Text:
********************
Paid work is not providing the reliable route out of hardship you might expect. One in five people referred to food banks are in working households, with insecure work particularly correlated with food insecurity. Other people would like to work but find that jobs are inaccessible, especially for disabled people, people with caring responsibilities, and people – especially women – with children. While insecure finances are the primary cause of food bank use, this research shows that wider factors such as adverse life events and social isolation exacerbate the impacts of insufficient income, leaving some people more likely to have to access food banks.

There is significant evidence about the complex and cyclical relationship between poverty and disability/ill-health. Long-term health conditions are more prevalent amongst households with lower levels of income, and conditions tend to be more severe. Meanwhile, Marmot’s social gradient demonstrates how low income in turn leads to worse health outcomes, creating a vicious cycle of outcomes. The report’s data demonstrated how disability and ill-health significantly increase a person’s likelihood of being food insecure and of having to rely on food banks.

EHRC report to UN says government still failing the disabled

In a report commented on by the BBC in August 2023, the Equality and Human Rights Commission updated its assessment of the extent to which UN recommendations made 7 years ago in 2016 have been implemented. It accused the UK Government of making “slow progress” in improving the lives of disabled people.

In a new report submitted to the UN, the EHRC warns that many disabled people continue to face discrimination in the UK, and the situation continues to worsen, particularly in light of current cost-of-living pressures. The report assesses the extent to which the previous UN recommendations from 2016 have been implemented. It said, despite limited progress in certain areas, “we are disappointed to see no progress against some other recommendations”.

“While commitments to address some issues have been made, actions have been delayed or don’t go far enough,” the human rights watchdog said. The report found there had been no progress in monitoring the impact of welfare reforms or access to justice for disabled people. Its report also found gaps in “meaningful engagement” between governments and disabled people across many parts of the UK.

It said there continued to be a disproportionate number of disabled people living on low incomes or in poverty with some facing long waits for decisions on eligibility for benefits. Kishwer Falkner, chairwoman of the EHRC, urged the UK and Welsh governments “to address the problems faced by disabled people and take action to address the UN’s recommendations from 2016”. “Disabled people must be treated with dignity, respect and fairness,” Ms Falkner said. “The recommendations made years ago must be addressed if the lives of disabled people are to improve.”
********************
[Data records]
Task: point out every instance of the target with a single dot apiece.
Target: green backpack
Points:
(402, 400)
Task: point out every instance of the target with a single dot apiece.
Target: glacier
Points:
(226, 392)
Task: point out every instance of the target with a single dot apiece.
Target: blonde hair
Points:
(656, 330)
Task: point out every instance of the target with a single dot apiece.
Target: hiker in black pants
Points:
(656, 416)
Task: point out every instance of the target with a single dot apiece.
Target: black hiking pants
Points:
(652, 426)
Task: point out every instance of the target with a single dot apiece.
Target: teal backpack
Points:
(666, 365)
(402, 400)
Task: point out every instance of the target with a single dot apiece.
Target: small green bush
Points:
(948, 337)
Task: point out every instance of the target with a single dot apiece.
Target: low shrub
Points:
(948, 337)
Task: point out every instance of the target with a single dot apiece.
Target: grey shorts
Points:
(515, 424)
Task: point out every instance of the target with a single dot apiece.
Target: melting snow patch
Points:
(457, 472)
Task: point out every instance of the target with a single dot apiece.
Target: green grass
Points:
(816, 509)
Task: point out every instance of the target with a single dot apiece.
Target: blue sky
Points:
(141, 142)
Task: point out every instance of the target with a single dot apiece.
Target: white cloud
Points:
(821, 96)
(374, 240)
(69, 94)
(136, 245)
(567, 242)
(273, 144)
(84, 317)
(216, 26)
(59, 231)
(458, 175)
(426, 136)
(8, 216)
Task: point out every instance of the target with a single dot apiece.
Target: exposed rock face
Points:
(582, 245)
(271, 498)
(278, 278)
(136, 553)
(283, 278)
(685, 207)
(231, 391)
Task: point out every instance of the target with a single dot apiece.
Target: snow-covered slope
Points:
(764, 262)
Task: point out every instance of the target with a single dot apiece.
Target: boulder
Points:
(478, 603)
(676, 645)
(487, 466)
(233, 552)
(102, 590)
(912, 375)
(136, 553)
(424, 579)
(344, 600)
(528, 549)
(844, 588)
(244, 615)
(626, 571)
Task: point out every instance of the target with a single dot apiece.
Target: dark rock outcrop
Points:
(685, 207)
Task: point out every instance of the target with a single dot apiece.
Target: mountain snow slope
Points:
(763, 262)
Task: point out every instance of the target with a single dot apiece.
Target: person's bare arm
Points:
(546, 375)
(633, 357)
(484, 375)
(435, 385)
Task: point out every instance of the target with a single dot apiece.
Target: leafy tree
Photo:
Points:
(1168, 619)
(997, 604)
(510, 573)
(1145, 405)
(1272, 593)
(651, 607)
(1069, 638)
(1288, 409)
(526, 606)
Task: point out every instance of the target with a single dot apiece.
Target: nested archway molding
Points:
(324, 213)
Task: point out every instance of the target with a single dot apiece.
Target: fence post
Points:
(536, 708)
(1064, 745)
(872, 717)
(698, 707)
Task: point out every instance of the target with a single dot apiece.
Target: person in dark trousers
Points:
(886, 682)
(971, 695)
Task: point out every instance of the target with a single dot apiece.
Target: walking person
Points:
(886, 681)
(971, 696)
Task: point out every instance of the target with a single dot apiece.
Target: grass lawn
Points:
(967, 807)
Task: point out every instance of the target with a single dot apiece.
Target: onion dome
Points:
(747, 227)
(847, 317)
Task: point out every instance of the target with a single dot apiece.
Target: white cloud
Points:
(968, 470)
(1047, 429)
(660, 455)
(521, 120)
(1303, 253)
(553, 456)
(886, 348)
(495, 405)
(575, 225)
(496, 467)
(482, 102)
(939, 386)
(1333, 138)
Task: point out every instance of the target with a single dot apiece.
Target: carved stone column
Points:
********************
Problem set:
A – Reproduce word for word the part of the passage on food banks and disability starting at "In a new report" and ending at "parts of the UK.".
B – In the passage on food banks and disability, who is named as chairwoman of the EHRC?
C – Write what comes next in the passage on food banks and disability, picking up after its final sentence.

Task responses:
A –
In a new report submitted to the UN, the EHRC warns that many disabled people continue to face discrimination in the UK, and the situation continues to worsen, particularly in light of current cost-of-living pressures. The report assesses the extent to which the previous UN recommendations from 2016 have been implemented. It said, despite limited progress in certain areas, “we are disappointed to see no progress against some other recommendations”.

“While commitments to address some issues have been made, actions have been delayed or don’t go far enough,” the human rights watchdog said. The report found there had been no progress in monitoring the impact of welfare reforms or access to justice for disabled people. Its report also found gaps in “meaningful engagement” between governments and disabled people across many parts of the UK.

B – Kishwer Falkner

C –
The delays in the welfare systen badly affect DAS clients on a daily basis and the delays have lengthened on PIP applications to over six months.

The Disability Price Tag: Cost of living higher

In its latest research for 2023 the Scope charity relooked at the extra costs faced by disabled households and found that:

  • disabled households with at least 1 disabled adult or child, face extra costs of £975 a month on average
  • for households with 2 disabled adults and at least 2 children, these average extra costs increase to £1,248 a month
  • disability related extra costs are equivalent to 63% of a disabled household’s income, after housing costs
  • disabled people often face higher costs for their gas and electricity, many saying they need more heating to stay warm, and yet others that they need to use extra electricity to charge up items of assistive technology.

The disability employment gap

According to research published by the Centre for Social Justice there are 7.7 million working age-disabled people in the UK today, of whom 53.6 per cent (4.1 million) are in work. This compares to an employment rate of 81.9 per cent for working-age non-disabled people – meaning there is an employment gap of 28.2 per cent.
For certain health types, the numbers are even more concerning. Working-age people with learning disabilities in England have an employment rate of just 5.9 per cent. This is despite the fact that 65 per cent of people with learning disabilities want to work.

The DWP in 2023 claimed the benefits system does not reflect changes to the job market, asserting that more disabled people can, and should, be in work because of the increased availability of remote jobs since the pandemic. However, Mind research carried out with 2,000 recruiters revealed a drop in home-based roles since the pandemic – with 84% of recruiters reporting they had seen a reduction since the pandemic ended.

Massive gap in income causing further deprivation for the disabled

Research from the Resolution Foundation highlighting “massive” income gaps amid the cost of living squeeze” was reported by the Guardian in January 2023. According to the report, disabled people in the UK are much more likely to struggle to heat their homes and cut back on food during winter, It found people with disabilities had an available amount to spend that was 44% lower than that of other working-age adults, exposing them hugely to the rising cost of essentials.

It commented there was a chasm between the underlying disposable incomes of people with a disability (£19,397 a year) and the non-disabled population (£27,792), according to analysis of official figures and a YouGov survey of just under 8,000 working-age adults, more than 2,000 of whom reported a long-term illness or disability.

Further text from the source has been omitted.